**Werkinstructies:**
A) Noem alle jaartallen die in de brontekst voorkomen, in de volgorde waarin ze erin staan.
B) Schrijf het gedeelte van de brontekst van "Het eerste vliegtuig" tot en met "het Amerikaanse leger." woordelijk over.

**Brontekst:**
+===+

Straten asfalteren en nieuwe wegen aanleggen
Hoe meer mensen de fiets gebruiken, hoe meer en betere infrastructuur we nodig hebben. Dit geldt vandaag de dag en het gebeurde ook tijdens de fietshausse. Een voorbeeld is de Good Roads Movement uit 1880 in de Verenigde Staten, een samenwerkingsverband tussen boeren- en fietsersorganisaties om de federale regering te vragen te investeren in de verbetering van plattelandswegen. Zoals het lot het wilde, was het de komst van de auto aan het begin van de 20e eeuw die president Woodrow Wilson ertoe bracht in 1916 de Federal Aid Road Act te ondertekenen, de eerste federale wetgeving in de Verenigde Staten ter financiering van snelwegen. Deze relatie tussen twee- en vierwielers houdt hier niet op.
Auto’s hebben veel te danken aan fietsen
We zeggen niet dat de auto niet zou zijn geworden wat hij nu is zonder de fiets, maar we moeten wel wijzen op een technologische vooruitgang die werd ontworpen voor fietsen en later werd gebruikt in de eerste auto’s met benzinemotor: de luchtband die in 1887 werd ontwikkeld door de Schotse uitvinder John Boyd Dunlop. Zonder deze uitvinding zouden noch fietsen, noch auto’s zo snel en comfortabel zijn geweest als ze nu zijn.
Deze driewielige auto met een achterin geplaatste motor is de Benz Patent-Motorwagen, gebouwd in 1886. Hij wordt beschouwd als ‘s werelds eerste auto en heeft drie spaakwielen, een fietsketting en een differentieel, uitgevonden door James Starley, vader van de fietsindustrie in het Verenigd Koninkrijk en oom van John Kemp Starley, die het concept van de fiets bedacht zoals wij die vandaag kennen.
Het eerste vliegtuig steeg op twee wielen op
Iedereen kent de gebroeders Wright, Wilbur en Orville als luchtvaartpioniers, maar voordat zij aan deze vliegreis begonnen, waren zij aan het eind van de 19e eeuw succesvolle ondernemers in de rijwielindustrie. In 1892 richtten zij in Dayton (Ohio) een werkplaats op waar zij hun Van Cleve fietsen fabriceerden, repareerden en verhuurden. Met hun jaarlijkse winst van $ 2000-3000 begonnen ze onderzoek te doen naar de luchtvaart en in 1899 konden ze experimenteren met hun eerste vliegtoestellen. Ze gebruikten fietsonderdelen in hun eerste zweefvliegtuigen en bouwden een windtunnel voor aerodynamische tests in hun werkplaats. In 1909 tekenden ze een contract van $ 25.000 met het Amerikaanse leger.

+===+

Datasetrijen over waar objecten te zien zijn
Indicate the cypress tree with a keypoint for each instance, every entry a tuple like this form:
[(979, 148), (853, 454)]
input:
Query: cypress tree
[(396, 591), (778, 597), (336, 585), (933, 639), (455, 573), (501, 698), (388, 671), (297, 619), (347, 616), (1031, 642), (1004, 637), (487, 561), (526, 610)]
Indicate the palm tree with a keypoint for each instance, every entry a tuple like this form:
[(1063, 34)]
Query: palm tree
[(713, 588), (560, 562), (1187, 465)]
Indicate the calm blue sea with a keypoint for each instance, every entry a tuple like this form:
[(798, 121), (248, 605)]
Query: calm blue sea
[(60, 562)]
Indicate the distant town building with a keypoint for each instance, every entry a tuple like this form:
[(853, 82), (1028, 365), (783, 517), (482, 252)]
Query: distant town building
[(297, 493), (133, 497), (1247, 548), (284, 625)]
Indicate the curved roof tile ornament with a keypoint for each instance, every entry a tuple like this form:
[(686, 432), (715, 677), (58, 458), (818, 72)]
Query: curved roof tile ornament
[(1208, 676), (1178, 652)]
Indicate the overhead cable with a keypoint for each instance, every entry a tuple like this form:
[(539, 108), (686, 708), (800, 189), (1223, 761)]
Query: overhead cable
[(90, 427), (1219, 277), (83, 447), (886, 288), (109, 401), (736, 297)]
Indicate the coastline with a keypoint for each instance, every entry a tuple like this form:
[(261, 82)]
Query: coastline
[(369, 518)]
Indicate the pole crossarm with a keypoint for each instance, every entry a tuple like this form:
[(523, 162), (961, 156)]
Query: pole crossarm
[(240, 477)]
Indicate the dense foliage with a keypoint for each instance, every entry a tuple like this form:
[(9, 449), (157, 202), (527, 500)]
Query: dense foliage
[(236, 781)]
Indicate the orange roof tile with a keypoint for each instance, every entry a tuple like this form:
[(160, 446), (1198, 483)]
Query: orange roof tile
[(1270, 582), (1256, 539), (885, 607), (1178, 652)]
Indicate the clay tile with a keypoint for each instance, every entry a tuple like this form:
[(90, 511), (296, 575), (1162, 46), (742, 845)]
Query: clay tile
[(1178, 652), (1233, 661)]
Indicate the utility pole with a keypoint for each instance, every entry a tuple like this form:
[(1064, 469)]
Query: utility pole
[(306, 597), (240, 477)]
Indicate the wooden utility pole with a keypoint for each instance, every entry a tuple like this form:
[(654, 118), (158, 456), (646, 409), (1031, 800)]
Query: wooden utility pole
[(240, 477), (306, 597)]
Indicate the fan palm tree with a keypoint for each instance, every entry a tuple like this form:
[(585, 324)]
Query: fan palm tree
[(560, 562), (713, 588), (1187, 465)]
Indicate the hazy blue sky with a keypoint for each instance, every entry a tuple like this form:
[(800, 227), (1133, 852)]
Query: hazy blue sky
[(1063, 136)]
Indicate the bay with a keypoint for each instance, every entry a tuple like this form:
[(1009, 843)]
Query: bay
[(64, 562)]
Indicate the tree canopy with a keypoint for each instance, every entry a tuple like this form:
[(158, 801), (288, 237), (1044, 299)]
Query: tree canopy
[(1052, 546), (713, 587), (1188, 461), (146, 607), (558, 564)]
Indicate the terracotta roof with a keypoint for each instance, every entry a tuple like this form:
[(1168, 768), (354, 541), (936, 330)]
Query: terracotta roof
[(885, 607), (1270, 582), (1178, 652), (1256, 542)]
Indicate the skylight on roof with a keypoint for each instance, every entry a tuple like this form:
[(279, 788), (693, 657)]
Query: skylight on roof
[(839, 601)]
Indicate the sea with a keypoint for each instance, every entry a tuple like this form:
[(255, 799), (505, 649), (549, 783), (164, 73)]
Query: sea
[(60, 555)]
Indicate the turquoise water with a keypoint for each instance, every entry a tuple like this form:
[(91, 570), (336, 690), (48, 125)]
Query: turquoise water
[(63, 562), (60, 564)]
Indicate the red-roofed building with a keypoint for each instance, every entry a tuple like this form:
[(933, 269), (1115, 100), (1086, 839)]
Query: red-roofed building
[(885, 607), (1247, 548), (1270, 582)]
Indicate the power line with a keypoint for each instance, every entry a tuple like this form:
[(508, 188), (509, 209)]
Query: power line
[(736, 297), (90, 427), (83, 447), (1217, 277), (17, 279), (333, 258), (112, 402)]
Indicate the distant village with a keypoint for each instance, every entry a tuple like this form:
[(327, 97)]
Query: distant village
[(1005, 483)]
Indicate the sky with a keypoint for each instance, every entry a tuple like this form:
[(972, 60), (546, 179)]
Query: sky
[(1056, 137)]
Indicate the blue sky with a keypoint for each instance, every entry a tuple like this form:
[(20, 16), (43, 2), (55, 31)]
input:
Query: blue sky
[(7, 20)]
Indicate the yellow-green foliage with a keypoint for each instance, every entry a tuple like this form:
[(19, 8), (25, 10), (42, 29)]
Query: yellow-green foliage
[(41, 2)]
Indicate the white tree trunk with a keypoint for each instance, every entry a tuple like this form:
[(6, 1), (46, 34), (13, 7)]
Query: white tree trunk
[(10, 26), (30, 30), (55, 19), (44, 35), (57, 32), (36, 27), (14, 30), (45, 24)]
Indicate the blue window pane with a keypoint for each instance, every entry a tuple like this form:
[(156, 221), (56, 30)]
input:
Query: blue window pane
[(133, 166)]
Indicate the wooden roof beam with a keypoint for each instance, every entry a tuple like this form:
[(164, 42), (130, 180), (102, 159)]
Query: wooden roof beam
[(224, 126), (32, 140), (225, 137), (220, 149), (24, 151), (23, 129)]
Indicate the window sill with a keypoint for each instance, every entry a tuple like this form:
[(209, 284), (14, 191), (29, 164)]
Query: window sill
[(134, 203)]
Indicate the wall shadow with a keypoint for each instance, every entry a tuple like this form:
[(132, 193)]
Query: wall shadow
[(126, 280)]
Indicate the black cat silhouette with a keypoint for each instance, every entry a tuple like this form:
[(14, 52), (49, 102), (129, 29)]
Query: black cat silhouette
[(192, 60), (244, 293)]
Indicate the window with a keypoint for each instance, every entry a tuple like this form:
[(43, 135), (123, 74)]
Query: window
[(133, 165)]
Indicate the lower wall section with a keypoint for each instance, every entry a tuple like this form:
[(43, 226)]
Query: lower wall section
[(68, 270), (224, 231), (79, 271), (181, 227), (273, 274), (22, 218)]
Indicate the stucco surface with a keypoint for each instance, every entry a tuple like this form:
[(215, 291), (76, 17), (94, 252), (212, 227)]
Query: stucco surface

+===+

**Resultaten per opdracht:**
A) 1880, 1916, 1887, 1886, 1892, 1899, 1909

B)
Het eerste vliegtuig steeg op twee wielen op
Iedereen kent de gebroeders Wright, Wilbur en Orville als luchtvaartpioniers, maar voordat zij aan deze vliegreis begonnen, waren zij aan het eind van de 19e eeuw succesvolle ondernemers in de rijwielindustrie. In 1892 richtten zij in Dayton (Ohio) een werkplaats op waar zij hun Van Cleve fietsen fabriceerden, repareerden en verhuurden. Met hun jaarlijkse winst van $ 2000-3000 begonnen ze onderzoek te doen naar de luchtvaart en in 1899 konden ze experimenteren met hun eerste vliegtoestellen. Ze gebruikten fietsonderdelen in hun eerste zweefvliegtuigen en bouwden een windtunnel voor aerodynamische tests in hun werkplaats. In 1909 tekenden ze een contract van $ 25.000 met het Amerikaanse leger.